▶ _YOUR OBJECTIVE_
Repeat the entries below word for word, though any picture in them should be dropped.

Image-grounded pointing data
——————————

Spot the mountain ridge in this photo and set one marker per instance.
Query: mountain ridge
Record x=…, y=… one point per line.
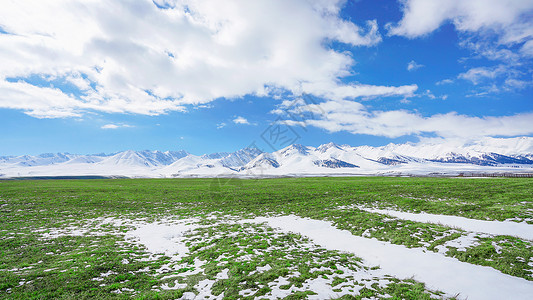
x=491, y=154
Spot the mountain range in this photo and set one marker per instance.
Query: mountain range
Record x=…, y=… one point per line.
x=487, y=155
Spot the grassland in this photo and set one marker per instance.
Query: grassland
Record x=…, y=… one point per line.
x=54, y=243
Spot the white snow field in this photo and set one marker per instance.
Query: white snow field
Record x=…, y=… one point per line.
x=521, y=230
x=513, y=155
x=437, y=271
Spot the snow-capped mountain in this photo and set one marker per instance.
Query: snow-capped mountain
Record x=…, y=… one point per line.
x=487, y=155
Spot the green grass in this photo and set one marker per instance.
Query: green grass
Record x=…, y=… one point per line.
x=33, y=267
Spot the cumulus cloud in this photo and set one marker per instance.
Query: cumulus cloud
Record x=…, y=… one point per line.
x=509, y=17
x=152, y=57
x=241, y=120
x=115, y=126
x=412, y=66
x=355, y=118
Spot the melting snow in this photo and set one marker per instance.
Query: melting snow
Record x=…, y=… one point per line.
x=163, y=238
x=437, y=271
x=521, y=230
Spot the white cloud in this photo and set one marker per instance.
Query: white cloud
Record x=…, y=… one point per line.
x=508, y=17
x=353, y=117
x=444, y=81
x=412, y=66
x=241, y=120
x=133, y=57
x=115, y=126
x=479, y=74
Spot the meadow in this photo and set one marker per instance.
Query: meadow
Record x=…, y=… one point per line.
x=186, y=238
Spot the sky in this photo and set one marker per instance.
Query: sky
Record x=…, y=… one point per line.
x=211, y=76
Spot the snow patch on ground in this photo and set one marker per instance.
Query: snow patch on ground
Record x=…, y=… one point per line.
x=520, y=230
x=163, y=237
x=437, y=271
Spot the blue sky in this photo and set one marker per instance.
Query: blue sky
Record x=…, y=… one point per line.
x=206, y=77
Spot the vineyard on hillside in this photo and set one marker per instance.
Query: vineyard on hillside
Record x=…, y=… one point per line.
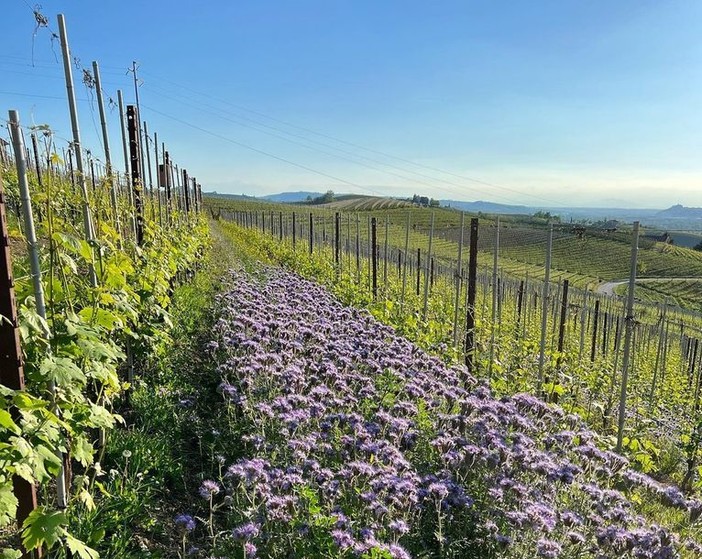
x=188, y=377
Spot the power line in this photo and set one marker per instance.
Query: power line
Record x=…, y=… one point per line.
x=358, y=146
x=262, y=152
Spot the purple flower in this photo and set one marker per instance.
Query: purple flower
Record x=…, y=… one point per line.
x=247, y=531
x=548, y=549
x=208, y=489
x=249, y=550
x=185, y=522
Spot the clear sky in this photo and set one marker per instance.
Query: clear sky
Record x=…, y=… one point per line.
x=547, y=102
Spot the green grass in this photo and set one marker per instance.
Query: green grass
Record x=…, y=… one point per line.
x=584, y=258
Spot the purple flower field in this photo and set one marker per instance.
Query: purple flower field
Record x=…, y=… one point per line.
x=359, y=444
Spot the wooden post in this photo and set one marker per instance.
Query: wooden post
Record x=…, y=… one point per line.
x=457, y=279
x=628, y=334
x=427, y=272
x=374, y=255
x=337, y=239
x=472, y=281
x=11, y=365
x=404, y=265
x=311, y=233
x=595, y=321
x=148, y=166
x=562, y=325
x=544, y=309
x=386, y=255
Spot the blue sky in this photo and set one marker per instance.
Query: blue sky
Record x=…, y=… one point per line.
x=590, y=103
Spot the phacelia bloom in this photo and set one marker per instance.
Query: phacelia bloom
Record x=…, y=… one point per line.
x=548, y=549
x=208, y=488
x=185, y=522
x=247, y=531
x=250, y=550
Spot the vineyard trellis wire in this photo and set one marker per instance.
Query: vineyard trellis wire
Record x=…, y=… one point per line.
x=89, y=300
x=589, y=327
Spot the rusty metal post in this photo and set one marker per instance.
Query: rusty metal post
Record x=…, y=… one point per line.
x=135, y=164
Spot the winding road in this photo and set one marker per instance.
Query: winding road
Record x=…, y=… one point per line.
x=608, y=288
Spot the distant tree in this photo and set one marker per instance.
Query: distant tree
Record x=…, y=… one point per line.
x=547, y=216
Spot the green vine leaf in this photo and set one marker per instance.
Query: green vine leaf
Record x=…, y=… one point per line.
x=8, y=504
x=43, y=527
x=78, y=548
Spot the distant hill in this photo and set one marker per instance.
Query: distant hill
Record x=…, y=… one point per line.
x=487, y=207
x=291, y=197
x=680, y=211
x=229, y=196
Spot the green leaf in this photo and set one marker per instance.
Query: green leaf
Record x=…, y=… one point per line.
x=26, y=402
x=43, y=527
x=82, y=450
x=7, y=423
x=8, y=505
x=62, y=370
x=79, y=548
x=101, y=417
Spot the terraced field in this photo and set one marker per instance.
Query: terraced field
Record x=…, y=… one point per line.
x=585, y=257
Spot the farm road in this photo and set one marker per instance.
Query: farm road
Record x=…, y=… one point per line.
x=608, y=288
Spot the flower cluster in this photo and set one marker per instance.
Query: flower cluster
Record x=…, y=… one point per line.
x=358, y=441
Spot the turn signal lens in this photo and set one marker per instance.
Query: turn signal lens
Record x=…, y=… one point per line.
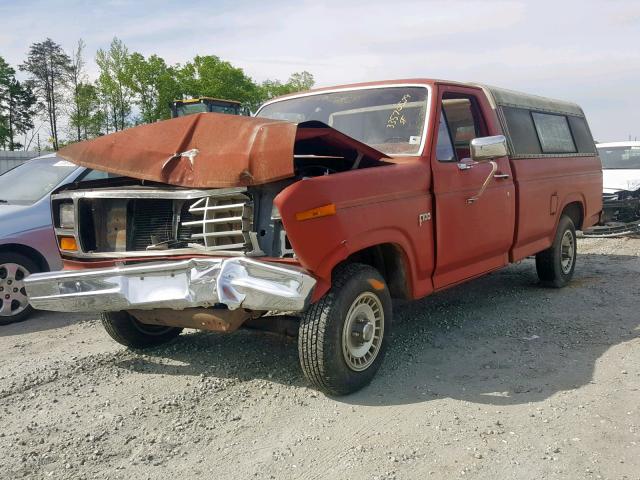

——————————

▶ _SOLVED PROBLEM_
Spot the mountain ridge in this photo and set one marker per instance.
Query: mountain ridge
Record x=…, y=… one point per line.
x=491, y=154
Spot the mountain range in this photo and set one marker per instance.
Query: mountain range
Record x=…, y=… one point per line.
x=487, y=155
Spot the grassland in this photo and set one marker per instance.
Query: grassland
Record x=…, y=… one point per line.
x=54, y=243
Spot the white snow field in this photo and set one marker per instance.
Query: white snow field
Record x=…, y=… one point per line.
x=521, y=230
x=513, y=155
x=437, y=271
Spot the snow-capped mountain in this photo and set one marker per instance.
Query: snow-capped mountain
Record x=…, y=… one point per line.
x=487, y=155
Spot the green grass in this photo and set one marker per instance.
Query: green grass
Record x=…, y=… one point per line.
x=33, y=267
Spot the cumulus cloud in this photo and set one marker per instance.
Query: cumulus cloud
Record x=…, y=… one point per line.
x=509, y=17
x=152, y=57
x=241, y=120
x=115, y=126
x=412, y=66
x=355, y=118
Spot the melting snow in this photo and set one marker per instance.
Query: melting snow
Record x=…, y=… one point per line.
x=163, y=238
x=437, y=271
x=521, y=230
Spot the white cloud in this photo and set one marker per instance.
Query: white cloud
Record x=…, y=… one point per line.
x=508, y=17
x=353, y=117
x=444, y=81
x=412, y=66
x=241, y=120
x=133, y=57
x=115, y=126
x=479, y=74
Spot the meadow in this photo and set one marker per instance.
Query: meadow
Record x=…, y=… one point per line.
x=186, y=238
Spot the sky in this photo and set one marker per instance.
Query: sky
Record x=…, y=… one point per line.
x=211, y=76
Spot the snow patch on ground in this photo and set one marker per instance.
Query: snow patch on ground
Record x=…, y=… one point per line.
x=520, y=230
x=163, y=237
x=437, y=271
Spot the blue sky in this photo and set one marker per instance.
Query: blue sky
Record x=…, y=… one point per line.
x=206, y=77
Spot the vineyard on hillside in this photo and set one marker per instance.
Query: vineyard on hillside
Record x=…, y=… one point per line.
x=188, y=377
Spot the power line in this photo and set one marker per instance.
Query: power line
Record x=…, y=… one point per line.
x=358, y=146
x=262, y=152
Spot the purple flower in this photo and set one marker per instance.
Query: purple flower
Record x=…, y=… one point per line.
x=247, y=531
x=548, y=549
x=208, y=489
x=249, y=550
x=185, y=522
Spot the clear sky in this photo and set one marker per instance.
Query: clear sky
Record x=…, y=… one point per line.
x=547, y=102
Spot the green grass in this photo and set one marker per instance.
Query: green grass
Record x=…, y=… one point per line.
x=584, y=258
Spot the purple flower field in this photo and set one marker per instance.
Query: purple flower field
Record x=…, y=… one point per line.
x=359, y=444
Spot the wooden post in this photo and set one marker per instance.
Query: wooden post
Record x=…, y=… one point per line.
x=457, y=279
x=628, y=334
x=427, y=272
x=374, y=255
x=337, y=239
x=472, y=281
x=11, y=365
x=404, y=265
x=311, y=233
x=595, y=321
x=148, y=166
x=562, y=325
x=544, y=309
x=386, y=255
Spot the blue sky in this photo and set one marker per instance.
Query: blue sky
Record x=…, y=… one point per line.
x=590, y=103
Spot the phacelia bloom in this photo and set one marker per instance.
Query: phacelia bloom
Record x=…, y=… one point per line.
x=548, y=549
x=208, y=488
x=185, y=522
x=247, y=531
x=250, y=550
Spot the vineyard trellis wire in this photo and set one marker per instance.
Query: vineyard trellis wire
Record x=…, y=… one point per line.
x=89, y=300
x=589, y=327
Spot the rusty metal post in this photo and set one marker per instance.
Query: rusty metal post
Record x=…, y=… one point per line.
x=135, y=164
Spot the winding road in this photo and set one marker per instance.
Query: winding road
Record x=…, y=… one point per line.
x=608, y=288
Spot the distant tree in this photo and set one marker per instance.
Query: distant tree
Record x=…, y=… one point per line.
x=547, y=216
Spot the green vine leaf in this photo and set one marker per instance.
Query: green vine leaf
Record x=…, y=… one point per line.
x=8, y=504
x=43, y=527
x=78, y=548
Spot the distant hill in this photo and set one marker per instance.
Query: distant hill
Record x=…, y=… one point per line.
x=487, y=207
x=291, y=197
x=680, y=211
x=229, y=196
Spot the green leaf in this photo and set one marker per instance.
Query: green leaf
Record x=…, y=… one point per line.
x=26, y=402
x=43, y=527
x=82, y=450
x=7, y=423
x=8, y=505
x=62, y=370
x=79, y=548
x=101, y=417
Spot the terraced field in this photo and set one marker per instance.
Query: terraced field
Record x=…, y=… one point per line.
x=585, y=257
Spot the farm road in this photo and set one marker per instance.
Query: farm road
Record x=…, y=… one point per line.
x=608, y=288
Spot the flower cluster in this photo and set one marker per instance.
Query: flower cluster
Record x=…, y=… one point per line.
x=358, y=441
Spot the turn signal lens in this photo and set one marker per instance.
Query: turn signal lens
Record x=…, y=… one point per line.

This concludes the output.